Problem details |
Find the lines holding the string "nose" in the data, then copy all of them.

Source material |
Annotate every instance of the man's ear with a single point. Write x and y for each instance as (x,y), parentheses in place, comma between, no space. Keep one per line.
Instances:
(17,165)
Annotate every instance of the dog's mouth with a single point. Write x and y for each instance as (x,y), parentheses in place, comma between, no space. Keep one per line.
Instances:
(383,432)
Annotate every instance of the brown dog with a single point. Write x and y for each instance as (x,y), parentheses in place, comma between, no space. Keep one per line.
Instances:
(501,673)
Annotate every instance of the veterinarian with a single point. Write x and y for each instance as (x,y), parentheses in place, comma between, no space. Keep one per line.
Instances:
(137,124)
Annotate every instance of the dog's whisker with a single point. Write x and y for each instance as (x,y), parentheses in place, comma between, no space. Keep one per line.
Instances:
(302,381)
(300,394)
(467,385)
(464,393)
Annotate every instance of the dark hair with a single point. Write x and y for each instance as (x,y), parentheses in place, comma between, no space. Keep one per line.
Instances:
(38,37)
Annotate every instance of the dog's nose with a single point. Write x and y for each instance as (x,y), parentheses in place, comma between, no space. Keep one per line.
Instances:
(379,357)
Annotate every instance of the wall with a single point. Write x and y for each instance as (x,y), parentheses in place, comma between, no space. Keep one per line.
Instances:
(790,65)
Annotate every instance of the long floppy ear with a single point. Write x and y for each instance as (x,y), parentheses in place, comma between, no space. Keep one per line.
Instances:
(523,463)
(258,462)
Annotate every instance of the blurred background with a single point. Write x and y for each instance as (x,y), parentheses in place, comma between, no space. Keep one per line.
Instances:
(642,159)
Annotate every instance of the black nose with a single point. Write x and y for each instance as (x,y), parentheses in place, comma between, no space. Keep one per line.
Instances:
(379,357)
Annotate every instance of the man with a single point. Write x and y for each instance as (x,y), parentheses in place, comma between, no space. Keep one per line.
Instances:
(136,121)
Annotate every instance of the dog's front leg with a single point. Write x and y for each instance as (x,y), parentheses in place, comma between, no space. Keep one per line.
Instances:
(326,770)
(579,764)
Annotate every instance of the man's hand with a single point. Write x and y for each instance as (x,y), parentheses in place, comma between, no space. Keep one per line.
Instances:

Response for this exercise |
Annotate every instance of the dog's nose with a single point. Write x and y for each instance as (x,y), parentheses in place, comma between, no space. Keep one per line.
Annotate every instance of the black nose with a single point. Write x and y for each instance as (x,y), parentheses in place, comma between, no space. Keep one per line.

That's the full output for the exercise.